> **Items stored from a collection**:
━━━━━━━━━━━━━━━━━━━━━━━━━━━━━━

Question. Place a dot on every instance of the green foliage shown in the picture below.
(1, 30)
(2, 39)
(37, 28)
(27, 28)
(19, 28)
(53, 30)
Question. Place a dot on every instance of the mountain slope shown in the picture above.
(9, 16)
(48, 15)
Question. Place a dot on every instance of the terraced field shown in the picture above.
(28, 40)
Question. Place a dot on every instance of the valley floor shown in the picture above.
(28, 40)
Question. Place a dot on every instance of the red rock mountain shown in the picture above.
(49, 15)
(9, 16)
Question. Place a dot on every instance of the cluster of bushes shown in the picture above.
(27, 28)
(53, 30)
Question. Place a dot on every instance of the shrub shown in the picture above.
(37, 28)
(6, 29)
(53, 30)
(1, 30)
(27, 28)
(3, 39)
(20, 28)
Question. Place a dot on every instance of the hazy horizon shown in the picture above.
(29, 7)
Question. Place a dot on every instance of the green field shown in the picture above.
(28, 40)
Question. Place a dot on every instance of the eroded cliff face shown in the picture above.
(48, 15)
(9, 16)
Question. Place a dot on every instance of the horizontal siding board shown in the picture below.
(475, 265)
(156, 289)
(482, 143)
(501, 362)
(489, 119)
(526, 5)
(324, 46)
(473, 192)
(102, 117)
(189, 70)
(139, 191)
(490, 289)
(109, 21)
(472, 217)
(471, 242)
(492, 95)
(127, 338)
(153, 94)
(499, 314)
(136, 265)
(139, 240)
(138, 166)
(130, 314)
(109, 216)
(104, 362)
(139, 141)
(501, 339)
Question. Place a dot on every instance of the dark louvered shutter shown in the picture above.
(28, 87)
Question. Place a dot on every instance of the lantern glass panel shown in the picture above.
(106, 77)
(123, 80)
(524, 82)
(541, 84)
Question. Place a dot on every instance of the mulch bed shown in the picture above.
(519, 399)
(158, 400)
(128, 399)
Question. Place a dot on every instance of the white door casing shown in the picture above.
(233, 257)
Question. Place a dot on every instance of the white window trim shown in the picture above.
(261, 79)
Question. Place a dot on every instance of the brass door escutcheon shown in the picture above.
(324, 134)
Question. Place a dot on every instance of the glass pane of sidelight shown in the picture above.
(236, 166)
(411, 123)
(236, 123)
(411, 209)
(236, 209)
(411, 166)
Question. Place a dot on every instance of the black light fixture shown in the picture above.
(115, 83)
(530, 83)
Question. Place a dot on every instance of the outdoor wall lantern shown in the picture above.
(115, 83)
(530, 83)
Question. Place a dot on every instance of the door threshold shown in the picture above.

━━━━━━━━━━━━━━━━━━━━━━━━━━━━━━

> **STATED GOAL**:
Please rewrite all of the entries above as a JSON list of strings, one string per line, leaving out any blank lines.

> **REPLY**:
[
  "Question. Place a dot on every instance of the green foliage shown in the picture below.",
  "(1, 30)",
  "(2, 39)",
  "(37, 28)",
  "(27, 28)",
  "(19, 28)",
  "(53, 30)",
  "Question. Place a dot on every instance of the mountain slope shown in the picture above.",
  "(9, 16)",
  "(48, 15)",
  "Question. Place a dot on every instance of the terraced field shown in the picture above.",
  "(28, 40)",
  "Question. Place a dot on every instance of the valley floor shown in the picture above.",
  "(28, 40)",
  "Question. Place a dot on every instance of the red rock mountain shown in the picture above.",
  "(49, 15)",
  "(9, 16)",
  "Question. Place a dot on every instance of the cluster of bushes shown in the picture above.",
  "(27, 28)",
  "(53, 30)",
  "Question. Place a dot on every instance of the shrub shown in the picture above.",
  "(37, 28)",
  "(6, 29)",
  "(53, 30)",
  "(1, 30)",
  "(27, 28)",
  "(3, 39)",
  "(20, 28)",
  "Question. Place a dot on every instance of the hazy horizon shown in the picture above.",
  "(29, 7)",
  "Question. Place a dot on every instance of the green field shown in the picture above.",
  "(28, 40)",
  "Question. Place a dot on every instance of the eroded cliff face shown in the picture above.",
  "(48, 15)",
  "(9, 16)",
  "Question. Place a dot on every instance of the horizontal siding board shown in the picture below.",
  "(475, 265)",
  "(156, 289)",
  "(482, 143)",
  "(501, 362)",
  "(489, 119)",
  "(526, 5)",
  "(324, 46)",
  "(473, 192)",
  "(102, 117)",
  "(189, 70)",
  "(139, 191)",
  "(490, 289)",
  "(109, 21)",
  "(472, 217)",
  "(471, 242)",
  "(492, 95)",
  "(127, 338)",
  "(153, 94)",
  "(499, 314)",
  "(136, 265)",
  "(139, 240)",
  "(138, 166)",
  "(130, 314)",
  "(109, 216)",
  "(104, 362)",
  "(139, 141)",
  "(501, 339)",
  "Question. Place a dot on every instance of the dark louvered shutter shown in the picture above.",
  "(28, 87)",
  "Question. Place a dot on every instance of the lantern glass panel shown in the picture above.",
  "(106, 77)",
  "(123, 80)",
  "(524, 82)",
  "(541, 84)",
  "Question. Place a dot on every instance of the mulch bed shown in the picture above.",
  "(519, 399)",
  "(158, 400)",
  "(128, 399)",
  "Question. Place a dot on every instance of the white door casing shown in the picture above.",
  "(233, 257)",
  "Question. Place a dot on every instance of the white window trim shown in the picture above.",
  "(261, 79)",
  "Question. Place a dot on every instance of the brass door escutcheon shown in the picture above.",
  "(324, 134)",
  "Question. Place a dot on every instance of the glass pane of sidelight shown in the picture above.",
  "(236, 166)",
  "(411, 123)",
  "(236, 123)",
  "(411, 209)",
  "(236, 209)",
  "(411, 166)",
  "Question. Place a dot on every instance of the black light fixture shown in the picture above.",
  "(115, 83)",
  "(530, 83)",
  "Question. Place a dot on every instance of the outdoor wall lantern shown in the picture above.",
  "(115, 83)",
  "(530, 83)",
  "Question. Place a dot on every instance of the door threshold shown in the picture above."
]